::: Given data

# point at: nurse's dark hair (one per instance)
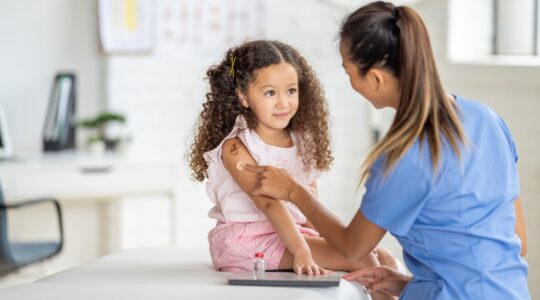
(394, 38)
(236, 72)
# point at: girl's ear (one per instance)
(377, 77)
(243, 98)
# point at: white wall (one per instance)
(39, 38)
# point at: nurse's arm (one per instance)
(520, 226)
(354, 241)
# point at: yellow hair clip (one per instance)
(233, 60)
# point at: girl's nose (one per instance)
(282, 101)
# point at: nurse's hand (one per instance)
(273, 182)
(380, 279)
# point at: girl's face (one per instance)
(273, 96)
(378, 86)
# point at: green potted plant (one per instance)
(99, 126)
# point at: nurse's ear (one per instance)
(242, 98)
(377, 78)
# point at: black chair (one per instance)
(15, 255)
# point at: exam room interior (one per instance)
(161, 93)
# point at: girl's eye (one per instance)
(270, 93)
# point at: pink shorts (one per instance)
(233, 245)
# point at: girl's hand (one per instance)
(380, 279)
(304, 263)
(273, 182)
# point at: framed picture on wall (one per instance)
(126, 26)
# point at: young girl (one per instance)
(265, 106)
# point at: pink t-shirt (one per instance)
(231, 204)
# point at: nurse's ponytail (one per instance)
(395, 39)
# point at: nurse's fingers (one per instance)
(364, 273)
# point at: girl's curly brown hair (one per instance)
(222, 105)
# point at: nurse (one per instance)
(443, 180)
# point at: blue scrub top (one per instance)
(456, 226)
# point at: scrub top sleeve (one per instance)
(508, 137)
(395, 201)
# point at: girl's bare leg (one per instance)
(329, 258)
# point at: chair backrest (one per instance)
(6, 258)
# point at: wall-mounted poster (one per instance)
(126, 26)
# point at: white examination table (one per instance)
(162, 273)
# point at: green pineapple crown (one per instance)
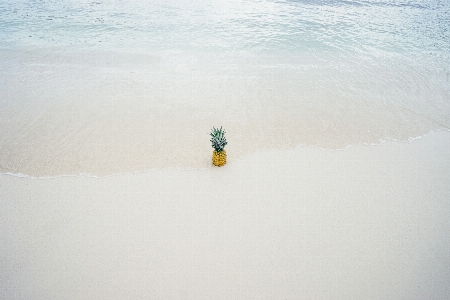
(218, 139)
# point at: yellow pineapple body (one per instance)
(219, 158)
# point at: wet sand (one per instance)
(368, 222)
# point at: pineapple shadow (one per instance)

::::::

What the task requires:
A faithful copy of every record is needed here. Leave the images out of it.

Reply to the task:
# point at: nurse's dark hair (one per instance)
(394, 38)
(236, 72)
# point at: girl's ear (one per instance)
(377, 77)
(243, 98)
# point at: white wall (one per instance)
(39, 38)
# point at: nurse's arm (one per instance)
(520, 226)
(354, 241)
# point at: yellow hair clip (one per instance)
(233, 60)
# point at: girl's nose (one per instance)
(282, 101)
# point at: nurse's hand (one per instance)
(273, 182)
(380, 279)
# point at: girl's face (one per instance)
(273, 96)
(378, 86)
# point at: green potted plant (one per instance)
(99, 126)
# point at: nurse's ear (one per instance)
(242, 98)
(377, 78)
# point at: black chair (one per instance)
(15, 255)
# point at: exam room interior (one per instance)
(161, 93)
# point at: girl's eye (one per instance)
(270, 93)
# point at: pink shorts (one per instance)
(233, 245)
# point at: girl's hand (one per instance)
(380, 279)
(304, 263)
(273, 182)
# point at: framed picture on wall (one per instance)
(126, 26)
# point at: young girl (one per instance)
(265, 106)
# point at: pink t-shirt (one per instance)
(231, 204)
# point at: nurse's ponytail (one per instance)
(395, 39)
# point at: nurse's fingers (one per instance)
(364, 273)
# point at: girl's curly brown hair (one per instance)
(222, 105)
# point at: nurse (one per instance)
(443, 180)
# point at: blue scrub top (one per instance)
(456, 226)
# point at: scrub top sleeve (one per instance)
(508, 137)
(395, 201)
# point at: girl's bare leg (one per instance)
(329, 258)
# point at: chair backrest (one per instance)
(6, 258)
# point at: wall-mounted poster (one per instance)
(126, 26)
# point at: white examination table (one per instance)
(162, 273)
# point at: green pineapple crown (one per instance)
(218, 139)
# point at: yellow pineapple body (one per instance)
(219, 158)
# point at: wet sand (one per instance)
(368, 222)
# point at: pineapple shadow (one per instance)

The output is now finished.